WHAT THIS TASK INVOLVES: How many of the rows below contain the word "each"? Matching is case-sensitive, and the reply should be the number alone.

DATASET ENTRIES:

_ _ _ _

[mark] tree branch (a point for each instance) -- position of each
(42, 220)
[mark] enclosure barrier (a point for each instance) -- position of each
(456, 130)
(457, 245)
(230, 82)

_ _ _ _

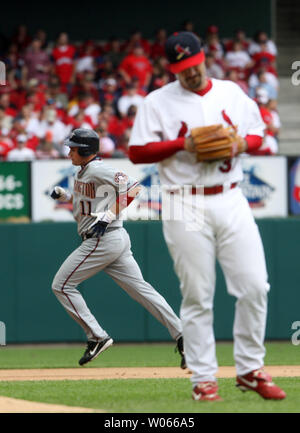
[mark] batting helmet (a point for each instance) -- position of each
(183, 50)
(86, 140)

_ _ _ _

OUTPUT BELOW: 3